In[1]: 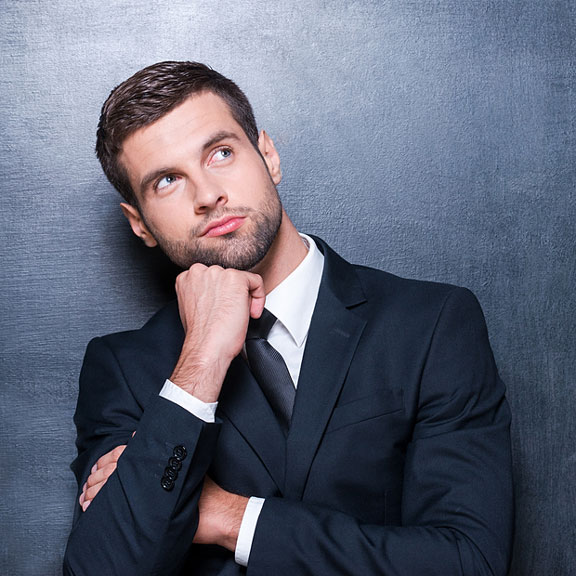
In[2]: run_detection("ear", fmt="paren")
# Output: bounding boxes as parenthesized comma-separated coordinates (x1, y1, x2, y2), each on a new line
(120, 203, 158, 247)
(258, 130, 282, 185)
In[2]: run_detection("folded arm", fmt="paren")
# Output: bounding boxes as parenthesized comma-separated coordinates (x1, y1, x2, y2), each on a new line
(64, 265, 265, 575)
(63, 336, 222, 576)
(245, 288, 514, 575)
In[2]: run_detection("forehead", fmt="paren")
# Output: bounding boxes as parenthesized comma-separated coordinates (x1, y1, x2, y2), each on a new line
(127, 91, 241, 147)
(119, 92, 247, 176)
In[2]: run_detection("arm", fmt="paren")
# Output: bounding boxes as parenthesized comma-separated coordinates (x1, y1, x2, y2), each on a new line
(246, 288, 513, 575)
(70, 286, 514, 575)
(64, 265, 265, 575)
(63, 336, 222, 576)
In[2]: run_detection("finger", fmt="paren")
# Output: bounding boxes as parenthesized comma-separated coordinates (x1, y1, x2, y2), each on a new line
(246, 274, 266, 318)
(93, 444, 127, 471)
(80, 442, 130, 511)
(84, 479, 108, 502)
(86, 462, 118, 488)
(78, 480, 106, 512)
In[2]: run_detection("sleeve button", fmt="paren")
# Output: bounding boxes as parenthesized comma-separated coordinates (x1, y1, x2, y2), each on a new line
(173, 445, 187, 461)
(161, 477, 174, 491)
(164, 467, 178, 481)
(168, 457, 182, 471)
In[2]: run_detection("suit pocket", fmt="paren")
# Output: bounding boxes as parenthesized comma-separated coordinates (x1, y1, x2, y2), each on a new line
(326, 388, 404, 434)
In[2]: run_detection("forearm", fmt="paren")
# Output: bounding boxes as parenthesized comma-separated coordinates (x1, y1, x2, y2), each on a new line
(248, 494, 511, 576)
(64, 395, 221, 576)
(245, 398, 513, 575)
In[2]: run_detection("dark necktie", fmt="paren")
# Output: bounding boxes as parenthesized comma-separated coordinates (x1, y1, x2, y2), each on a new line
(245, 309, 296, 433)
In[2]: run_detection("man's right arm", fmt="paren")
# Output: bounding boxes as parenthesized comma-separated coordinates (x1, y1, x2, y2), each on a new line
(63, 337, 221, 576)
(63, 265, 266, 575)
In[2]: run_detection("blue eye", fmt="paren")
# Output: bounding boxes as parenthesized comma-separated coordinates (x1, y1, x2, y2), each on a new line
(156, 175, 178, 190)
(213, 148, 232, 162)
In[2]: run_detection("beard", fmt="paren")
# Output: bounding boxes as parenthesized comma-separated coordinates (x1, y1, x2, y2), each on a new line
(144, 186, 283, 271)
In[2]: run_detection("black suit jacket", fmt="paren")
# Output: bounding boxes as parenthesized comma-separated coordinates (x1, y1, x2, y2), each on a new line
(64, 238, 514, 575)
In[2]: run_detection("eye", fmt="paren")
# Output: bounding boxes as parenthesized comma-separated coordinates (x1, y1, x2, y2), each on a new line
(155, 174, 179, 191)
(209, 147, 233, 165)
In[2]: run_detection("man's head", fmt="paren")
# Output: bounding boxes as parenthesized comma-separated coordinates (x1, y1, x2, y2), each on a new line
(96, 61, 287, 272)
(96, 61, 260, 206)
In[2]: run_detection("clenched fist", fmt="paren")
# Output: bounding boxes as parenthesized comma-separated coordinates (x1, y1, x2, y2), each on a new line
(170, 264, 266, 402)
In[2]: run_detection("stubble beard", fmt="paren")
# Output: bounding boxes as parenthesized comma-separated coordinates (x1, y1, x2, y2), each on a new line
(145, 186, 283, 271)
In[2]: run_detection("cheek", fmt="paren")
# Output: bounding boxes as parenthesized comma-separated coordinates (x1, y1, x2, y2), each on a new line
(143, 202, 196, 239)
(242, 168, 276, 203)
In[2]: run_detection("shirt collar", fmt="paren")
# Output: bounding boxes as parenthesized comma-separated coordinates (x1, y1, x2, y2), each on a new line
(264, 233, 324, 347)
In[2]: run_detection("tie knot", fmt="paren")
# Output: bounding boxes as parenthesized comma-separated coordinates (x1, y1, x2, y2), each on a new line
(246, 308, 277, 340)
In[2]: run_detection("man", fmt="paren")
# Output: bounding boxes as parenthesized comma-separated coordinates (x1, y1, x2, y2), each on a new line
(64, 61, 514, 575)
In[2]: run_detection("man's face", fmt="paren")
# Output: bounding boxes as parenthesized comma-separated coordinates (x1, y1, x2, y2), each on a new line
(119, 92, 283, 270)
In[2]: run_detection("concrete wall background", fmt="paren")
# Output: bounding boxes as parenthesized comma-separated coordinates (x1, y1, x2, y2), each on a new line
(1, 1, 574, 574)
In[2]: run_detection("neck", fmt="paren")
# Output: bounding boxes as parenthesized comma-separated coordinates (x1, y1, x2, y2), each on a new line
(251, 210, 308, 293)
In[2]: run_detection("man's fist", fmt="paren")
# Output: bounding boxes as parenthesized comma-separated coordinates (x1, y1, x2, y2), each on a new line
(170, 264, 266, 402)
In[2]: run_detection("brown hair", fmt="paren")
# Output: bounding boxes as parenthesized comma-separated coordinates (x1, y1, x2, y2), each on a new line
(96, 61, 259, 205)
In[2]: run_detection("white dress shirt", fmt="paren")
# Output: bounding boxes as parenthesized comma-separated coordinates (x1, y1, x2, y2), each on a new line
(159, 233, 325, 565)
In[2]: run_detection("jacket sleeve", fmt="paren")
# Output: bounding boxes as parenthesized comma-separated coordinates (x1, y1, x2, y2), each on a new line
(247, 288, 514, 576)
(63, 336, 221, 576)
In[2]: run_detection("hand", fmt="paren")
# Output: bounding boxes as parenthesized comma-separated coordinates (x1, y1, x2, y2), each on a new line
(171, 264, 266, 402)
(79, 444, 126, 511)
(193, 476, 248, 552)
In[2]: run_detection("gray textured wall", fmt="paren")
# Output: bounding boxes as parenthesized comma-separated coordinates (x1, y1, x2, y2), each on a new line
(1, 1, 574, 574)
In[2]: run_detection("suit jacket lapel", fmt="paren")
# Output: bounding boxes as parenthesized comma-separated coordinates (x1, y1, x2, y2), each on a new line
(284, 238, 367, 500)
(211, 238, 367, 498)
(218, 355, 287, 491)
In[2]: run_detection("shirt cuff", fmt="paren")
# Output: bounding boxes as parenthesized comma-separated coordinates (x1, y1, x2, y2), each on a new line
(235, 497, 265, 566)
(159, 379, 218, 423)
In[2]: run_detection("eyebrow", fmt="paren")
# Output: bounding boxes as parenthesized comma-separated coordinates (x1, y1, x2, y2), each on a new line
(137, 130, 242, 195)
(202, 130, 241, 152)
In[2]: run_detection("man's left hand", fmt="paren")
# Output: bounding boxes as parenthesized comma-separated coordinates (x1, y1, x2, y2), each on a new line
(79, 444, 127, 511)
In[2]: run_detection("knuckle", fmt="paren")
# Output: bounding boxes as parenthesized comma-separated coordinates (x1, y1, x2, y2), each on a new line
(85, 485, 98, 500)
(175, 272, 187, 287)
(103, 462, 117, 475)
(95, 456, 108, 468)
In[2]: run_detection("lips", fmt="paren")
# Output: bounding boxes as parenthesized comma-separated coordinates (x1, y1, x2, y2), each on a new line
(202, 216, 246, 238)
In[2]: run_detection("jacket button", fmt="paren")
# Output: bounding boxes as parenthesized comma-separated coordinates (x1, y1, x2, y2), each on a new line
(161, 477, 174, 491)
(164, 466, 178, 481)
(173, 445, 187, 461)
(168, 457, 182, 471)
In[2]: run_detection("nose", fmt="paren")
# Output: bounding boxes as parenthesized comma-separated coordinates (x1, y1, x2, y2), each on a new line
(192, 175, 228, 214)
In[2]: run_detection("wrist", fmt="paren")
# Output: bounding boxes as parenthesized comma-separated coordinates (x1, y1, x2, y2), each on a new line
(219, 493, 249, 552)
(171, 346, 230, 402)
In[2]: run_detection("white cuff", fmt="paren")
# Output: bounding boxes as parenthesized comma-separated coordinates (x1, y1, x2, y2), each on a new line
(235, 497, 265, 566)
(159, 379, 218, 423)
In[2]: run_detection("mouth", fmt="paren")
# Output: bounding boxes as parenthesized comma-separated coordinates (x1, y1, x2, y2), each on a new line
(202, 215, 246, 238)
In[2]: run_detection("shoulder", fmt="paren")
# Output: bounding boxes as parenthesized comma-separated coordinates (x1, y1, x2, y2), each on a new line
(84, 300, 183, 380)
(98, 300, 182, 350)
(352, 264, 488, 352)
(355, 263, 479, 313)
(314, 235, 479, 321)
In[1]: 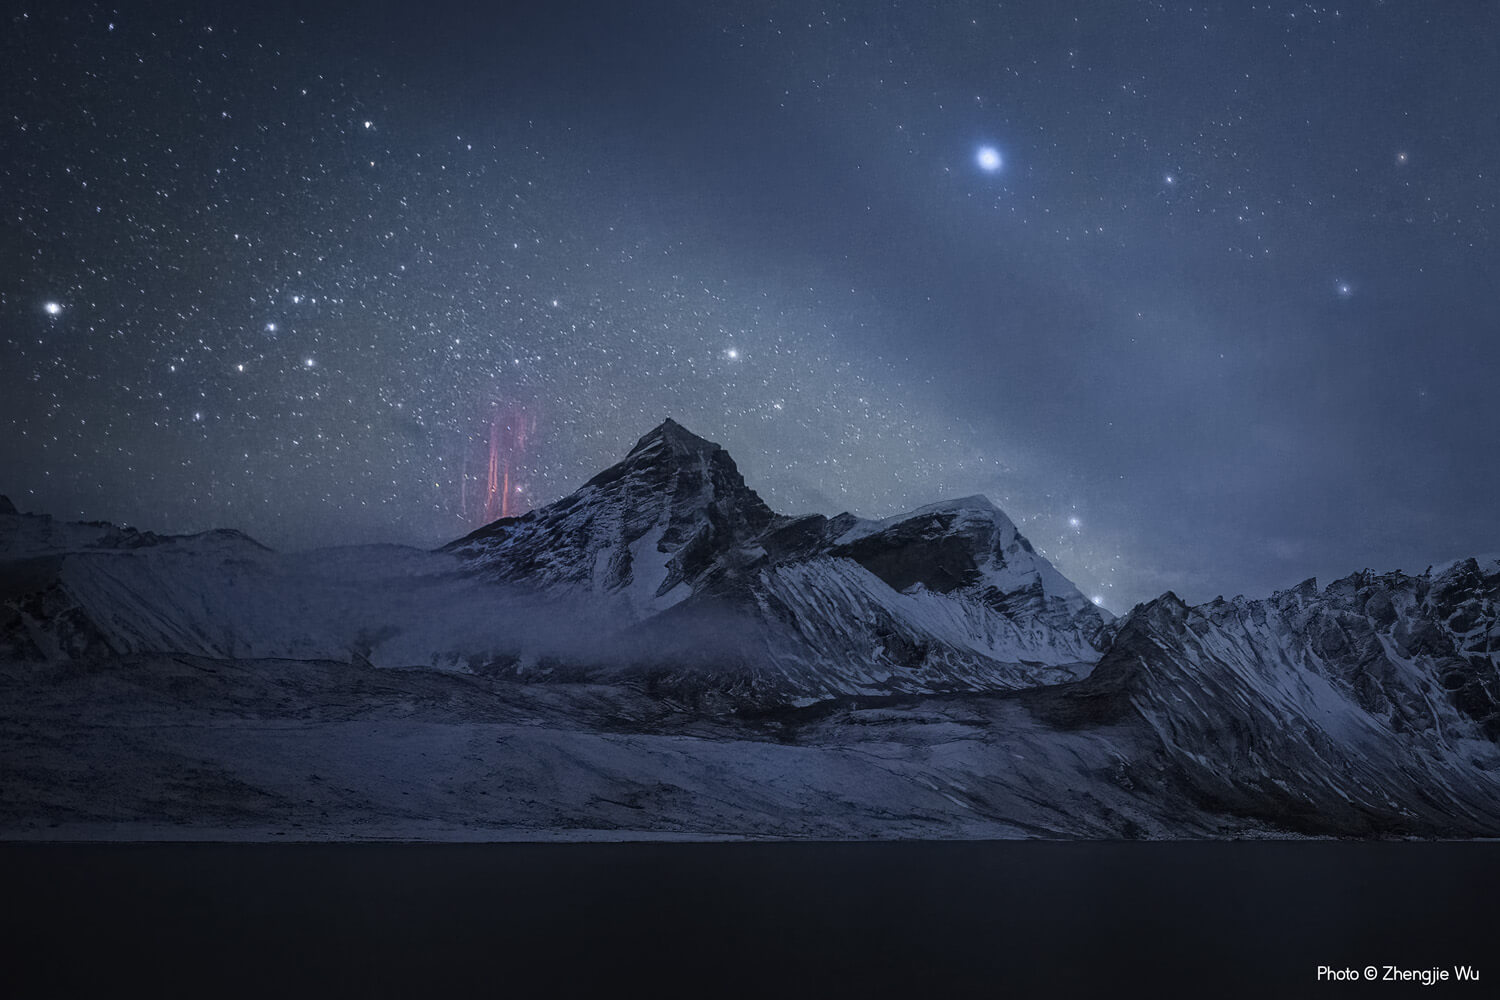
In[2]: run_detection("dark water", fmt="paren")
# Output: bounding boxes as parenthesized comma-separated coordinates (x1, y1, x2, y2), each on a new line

- [To do]
Take from the material above every line that includes the word "dark".

- [Expected answer]
In[2]: run_detection("dark necktie", fmt="paren")
In[2]: run_detection("dark water", fmt="paren")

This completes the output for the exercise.